Goal of the exercise: Copy exactly the lines of the material below that run from the one containing "Mark the charred" through the one containing "Mark the broken". Copy no other lines.

Source data:

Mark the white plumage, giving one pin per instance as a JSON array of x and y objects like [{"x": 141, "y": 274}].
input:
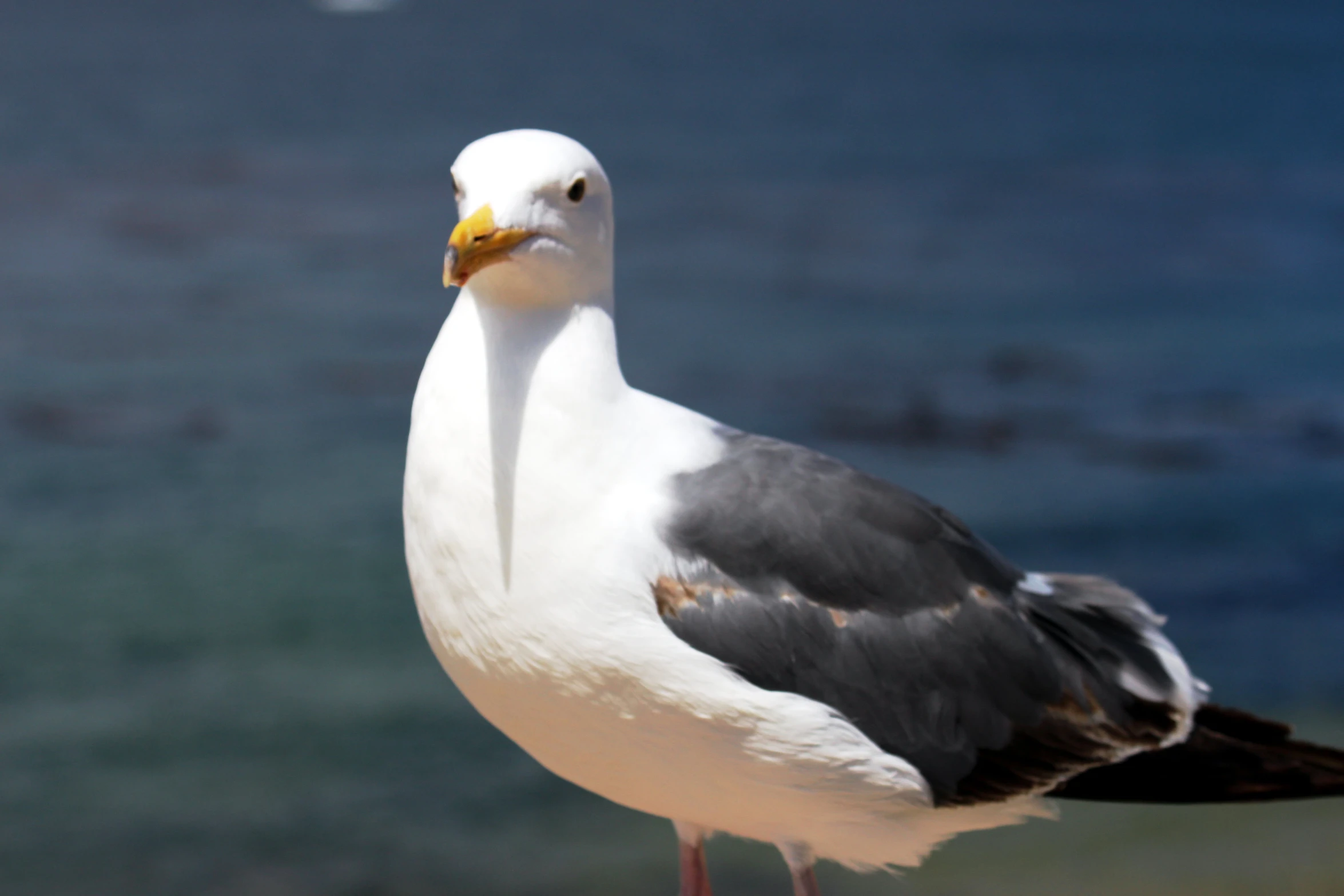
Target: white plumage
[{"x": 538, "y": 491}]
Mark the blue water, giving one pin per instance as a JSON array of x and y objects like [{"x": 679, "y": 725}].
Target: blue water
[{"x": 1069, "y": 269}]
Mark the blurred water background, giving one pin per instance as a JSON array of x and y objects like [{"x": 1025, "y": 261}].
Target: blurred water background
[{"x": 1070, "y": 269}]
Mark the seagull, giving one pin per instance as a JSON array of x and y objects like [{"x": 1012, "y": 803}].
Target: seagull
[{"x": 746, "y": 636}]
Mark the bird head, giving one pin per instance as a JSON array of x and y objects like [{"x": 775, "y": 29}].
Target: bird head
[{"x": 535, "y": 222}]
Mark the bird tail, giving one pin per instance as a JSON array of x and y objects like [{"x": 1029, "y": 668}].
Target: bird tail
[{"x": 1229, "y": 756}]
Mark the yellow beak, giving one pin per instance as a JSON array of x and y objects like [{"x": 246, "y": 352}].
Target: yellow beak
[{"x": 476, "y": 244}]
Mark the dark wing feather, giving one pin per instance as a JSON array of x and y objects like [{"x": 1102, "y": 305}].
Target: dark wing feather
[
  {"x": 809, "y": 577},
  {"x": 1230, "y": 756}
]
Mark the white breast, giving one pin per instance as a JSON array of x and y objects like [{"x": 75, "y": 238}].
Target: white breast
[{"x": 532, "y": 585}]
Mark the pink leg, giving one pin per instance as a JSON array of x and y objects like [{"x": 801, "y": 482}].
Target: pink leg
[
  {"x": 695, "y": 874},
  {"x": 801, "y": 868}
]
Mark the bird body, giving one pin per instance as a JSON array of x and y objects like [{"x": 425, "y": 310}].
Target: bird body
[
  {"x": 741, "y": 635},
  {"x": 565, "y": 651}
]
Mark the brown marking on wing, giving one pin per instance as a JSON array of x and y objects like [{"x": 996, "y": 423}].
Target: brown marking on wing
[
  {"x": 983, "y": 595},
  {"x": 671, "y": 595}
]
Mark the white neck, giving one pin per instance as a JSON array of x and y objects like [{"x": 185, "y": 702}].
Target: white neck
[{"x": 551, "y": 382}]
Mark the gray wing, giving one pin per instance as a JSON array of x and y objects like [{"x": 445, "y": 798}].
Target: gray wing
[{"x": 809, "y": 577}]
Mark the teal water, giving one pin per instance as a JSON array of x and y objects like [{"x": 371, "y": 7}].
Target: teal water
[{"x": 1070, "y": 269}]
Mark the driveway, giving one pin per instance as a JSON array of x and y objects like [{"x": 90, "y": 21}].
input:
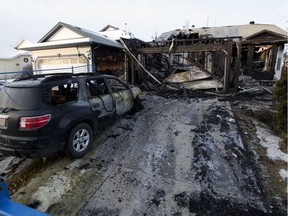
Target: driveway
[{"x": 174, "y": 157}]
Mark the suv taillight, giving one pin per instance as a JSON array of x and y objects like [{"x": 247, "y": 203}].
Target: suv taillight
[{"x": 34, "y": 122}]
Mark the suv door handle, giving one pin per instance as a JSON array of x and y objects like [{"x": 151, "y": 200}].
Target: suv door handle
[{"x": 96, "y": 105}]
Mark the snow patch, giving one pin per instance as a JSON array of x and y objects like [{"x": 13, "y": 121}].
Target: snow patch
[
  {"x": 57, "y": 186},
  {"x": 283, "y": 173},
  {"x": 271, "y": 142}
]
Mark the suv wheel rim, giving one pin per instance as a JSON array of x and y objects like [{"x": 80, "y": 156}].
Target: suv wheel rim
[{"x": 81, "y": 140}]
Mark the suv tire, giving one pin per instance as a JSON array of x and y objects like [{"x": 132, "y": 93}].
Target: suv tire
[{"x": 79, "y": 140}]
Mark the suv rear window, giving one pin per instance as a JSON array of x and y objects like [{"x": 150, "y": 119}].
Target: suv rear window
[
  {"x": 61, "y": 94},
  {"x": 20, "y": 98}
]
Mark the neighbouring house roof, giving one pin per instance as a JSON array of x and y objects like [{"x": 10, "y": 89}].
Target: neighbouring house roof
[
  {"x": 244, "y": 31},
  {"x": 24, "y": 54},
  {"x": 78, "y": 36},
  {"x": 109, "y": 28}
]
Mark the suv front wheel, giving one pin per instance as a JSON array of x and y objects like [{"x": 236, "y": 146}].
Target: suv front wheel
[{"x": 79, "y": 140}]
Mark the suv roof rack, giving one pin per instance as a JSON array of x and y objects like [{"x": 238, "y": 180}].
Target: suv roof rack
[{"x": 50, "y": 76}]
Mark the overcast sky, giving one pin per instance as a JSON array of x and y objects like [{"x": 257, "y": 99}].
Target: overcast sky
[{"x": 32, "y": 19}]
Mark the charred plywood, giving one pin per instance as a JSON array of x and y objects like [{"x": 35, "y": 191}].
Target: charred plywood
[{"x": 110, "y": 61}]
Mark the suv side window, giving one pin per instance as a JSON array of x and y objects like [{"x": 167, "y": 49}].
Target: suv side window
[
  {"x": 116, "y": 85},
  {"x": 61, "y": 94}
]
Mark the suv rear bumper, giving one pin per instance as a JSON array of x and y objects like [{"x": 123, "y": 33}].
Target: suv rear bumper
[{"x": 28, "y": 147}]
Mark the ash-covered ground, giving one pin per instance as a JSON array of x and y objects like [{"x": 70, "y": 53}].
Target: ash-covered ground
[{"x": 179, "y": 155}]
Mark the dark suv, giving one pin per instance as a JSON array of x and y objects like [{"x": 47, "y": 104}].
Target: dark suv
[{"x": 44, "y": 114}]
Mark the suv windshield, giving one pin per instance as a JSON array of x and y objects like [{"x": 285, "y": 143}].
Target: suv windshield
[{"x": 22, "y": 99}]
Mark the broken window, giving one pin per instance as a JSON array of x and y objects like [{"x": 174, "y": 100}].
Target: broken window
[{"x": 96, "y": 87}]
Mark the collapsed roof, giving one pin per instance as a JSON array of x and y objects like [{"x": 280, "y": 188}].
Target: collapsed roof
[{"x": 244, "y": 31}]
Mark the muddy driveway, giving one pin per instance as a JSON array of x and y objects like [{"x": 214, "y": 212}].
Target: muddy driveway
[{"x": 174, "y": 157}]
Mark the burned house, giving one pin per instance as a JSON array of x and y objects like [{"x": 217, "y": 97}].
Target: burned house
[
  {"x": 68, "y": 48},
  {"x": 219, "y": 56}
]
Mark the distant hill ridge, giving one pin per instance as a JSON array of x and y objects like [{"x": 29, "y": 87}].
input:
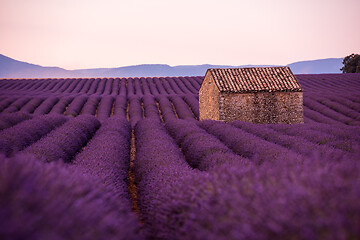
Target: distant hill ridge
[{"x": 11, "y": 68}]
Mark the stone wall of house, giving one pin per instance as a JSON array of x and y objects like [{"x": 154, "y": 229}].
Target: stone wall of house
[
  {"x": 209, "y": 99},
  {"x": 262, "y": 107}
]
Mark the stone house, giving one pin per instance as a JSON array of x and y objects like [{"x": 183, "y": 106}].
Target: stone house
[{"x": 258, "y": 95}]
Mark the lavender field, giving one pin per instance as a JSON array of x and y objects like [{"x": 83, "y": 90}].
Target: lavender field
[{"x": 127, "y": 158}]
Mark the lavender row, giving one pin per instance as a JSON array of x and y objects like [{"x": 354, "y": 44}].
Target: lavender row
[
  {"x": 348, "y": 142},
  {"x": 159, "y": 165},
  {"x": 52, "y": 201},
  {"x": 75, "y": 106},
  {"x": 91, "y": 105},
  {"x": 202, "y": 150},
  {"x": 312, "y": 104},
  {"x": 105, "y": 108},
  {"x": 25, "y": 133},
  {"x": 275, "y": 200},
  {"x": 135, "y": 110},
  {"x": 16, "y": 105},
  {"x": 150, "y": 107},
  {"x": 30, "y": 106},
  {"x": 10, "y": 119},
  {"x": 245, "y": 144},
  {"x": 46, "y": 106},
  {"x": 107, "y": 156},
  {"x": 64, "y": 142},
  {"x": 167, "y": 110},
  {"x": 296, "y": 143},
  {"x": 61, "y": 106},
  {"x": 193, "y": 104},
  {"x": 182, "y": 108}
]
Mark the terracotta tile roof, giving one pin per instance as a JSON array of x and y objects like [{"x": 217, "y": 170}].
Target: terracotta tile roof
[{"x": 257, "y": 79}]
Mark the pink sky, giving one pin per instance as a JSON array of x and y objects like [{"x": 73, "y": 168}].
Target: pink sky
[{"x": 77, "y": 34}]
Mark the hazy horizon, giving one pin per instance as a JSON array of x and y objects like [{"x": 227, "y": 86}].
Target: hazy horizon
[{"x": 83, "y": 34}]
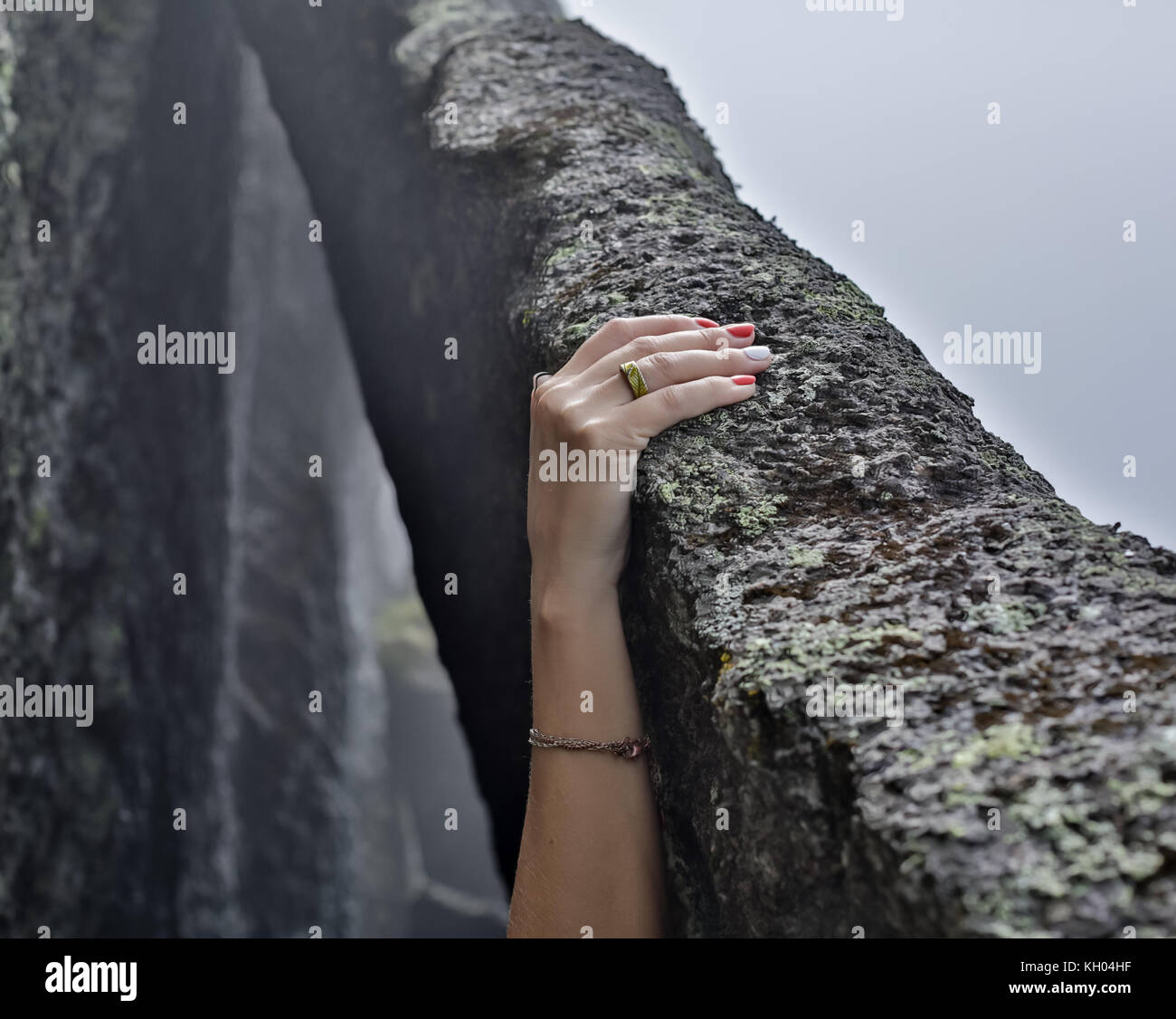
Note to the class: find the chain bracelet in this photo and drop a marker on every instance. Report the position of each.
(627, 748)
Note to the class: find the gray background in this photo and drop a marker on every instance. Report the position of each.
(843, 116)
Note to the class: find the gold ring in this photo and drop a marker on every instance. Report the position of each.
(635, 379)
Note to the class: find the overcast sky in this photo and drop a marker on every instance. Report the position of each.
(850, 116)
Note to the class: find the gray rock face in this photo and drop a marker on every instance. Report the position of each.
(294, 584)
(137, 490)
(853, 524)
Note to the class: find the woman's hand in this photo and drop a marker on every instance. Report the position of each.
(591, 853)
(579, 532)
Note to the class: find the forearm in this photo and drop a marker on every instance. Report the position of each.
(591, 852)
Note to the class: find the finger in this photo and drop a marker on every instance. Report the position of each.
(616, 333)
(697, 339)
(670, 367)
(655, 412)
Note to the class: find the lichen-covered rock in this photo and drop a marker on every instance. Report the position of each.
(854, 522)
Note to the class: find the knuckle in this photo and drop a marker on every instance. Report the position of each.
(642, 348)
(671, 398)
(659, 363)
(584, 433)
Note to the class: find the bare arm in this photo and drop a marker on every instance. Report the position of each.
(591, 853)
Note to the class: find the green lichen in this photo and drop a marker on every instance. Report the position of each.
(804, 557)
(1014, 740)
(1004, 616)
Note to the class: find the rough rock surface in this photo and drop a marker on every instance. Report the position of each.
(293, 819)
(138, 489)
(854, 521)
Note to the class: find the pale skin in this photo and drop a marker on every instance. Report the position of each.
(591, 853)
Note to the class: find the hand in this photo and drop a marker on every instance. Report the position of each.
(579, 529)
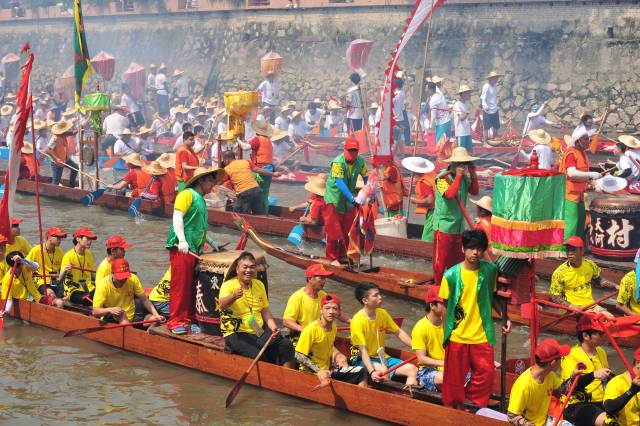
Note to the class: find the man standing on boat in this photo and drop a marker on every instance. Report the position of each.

Reply to the exercise:
Mark the charred plywood, giving one pin per instance as a JSON array of x and y objects like [{"x": 35, "y": 191}].
Target: charred plywood
[{"x": 110, "y": 61}]
Mark the suv side window, giving one pin per instance as a JSON array of x and y objects like [{"x": 167, "y": 49}].
Target: suv side window
[
  {"x": 116, "y": 85},
  {"x": 61, "y": 94}
]
Mark the suv rear bumper, giving one pin per instance as a JSON array of x and y objects like [{"x": 123, "y": 33}].
Target: suv rear bumper
[{"x": 28, "y": 147}]
Mark the ash-covered ground, giving one pin per instance as a JSON array of x and y objects like [{"x": 70, "y": 53}].
Target: ash-covered ground
[{"x": 179, "y": 155}]
Mark the dark suv, giving one pin per instance as a JSON array of x and y objects like [{"x": 47, "y": 104}].
Target: dark suv
[{"x": 44, "y": 114}]
Mark the suv windshield, giving one pin per instance as a JSON array of x and y objects like [{"x": 285, "y": 143}].
Target: suv windshield
[{"x": 22, "y": 99}]
Mark the broken window, giving one pin per instance as a JSON array of x and y objects like [{"x": 174, "y": 100}].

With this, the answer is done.